→ Texte cité:
17 L’article 111, paragraphe 1, de l’ustawa Prawo o postępowaniu przed sądami administracyjnymi (loi relative à la procédure devant les juridictions administratives), du 30 août 2002 (Dz. U. de 2002, position 329), dans sa version applicable au litige au principal, prévoit :

« Le juge ordonne la jonction de plusieurs affaires distinctes pendantes devant lui, aux fins d’un examen et d’une décision conjoint(e), lorsqu’elles peuvent faire l’objet d’un recours unique. »

18 L’article 134, paragraphe 1, de cette loi est libellé comme suit :

« Le juge statue dans les limites des termes du recours, sans être lié par les griefs, les conclusions et la base juridique invoqués dans la requête, sous réserve de l’article 57a. »

19 Aux termes de l’article 170 de ladite loi :

« La décision définitive lie non seulement les parties et la juridiction qui l’a rendue, mais également les autres juridictions et autorités de l’État et, dans les cas prévus par la loi, d’autres personnes également. »

→ Données fournies:
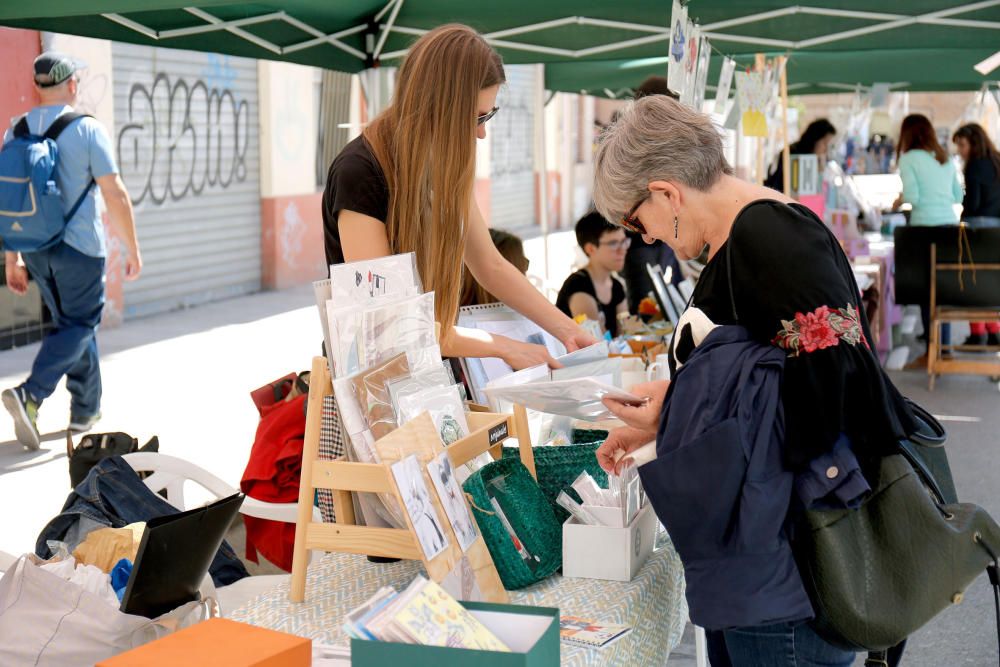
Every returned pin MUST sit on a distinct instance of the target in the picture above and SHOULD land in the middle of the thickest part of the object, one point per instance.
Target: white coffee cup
(659, 369)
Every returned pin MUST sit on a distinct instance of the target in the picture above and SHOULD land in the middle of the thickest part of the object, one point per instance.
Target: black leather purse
(94, 447)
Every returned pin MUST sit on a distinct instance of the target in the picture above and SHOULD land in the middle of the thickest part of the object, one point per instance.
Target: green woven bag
(558, 466)
(528, 512)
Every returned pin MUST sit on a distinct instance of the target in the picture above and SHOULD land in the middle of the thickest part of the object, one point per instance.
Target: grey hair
(655, 138)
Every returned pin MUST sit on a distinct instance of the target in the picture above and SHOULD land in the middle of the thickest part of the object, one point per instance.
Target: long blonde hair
(425, 142)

→ Consigne: Selon le texte cité sur la procédure administrative, de quand date la loi relative à la procédure devant les juridictions administratives ?

→ Réponse: Du 30 août 2002.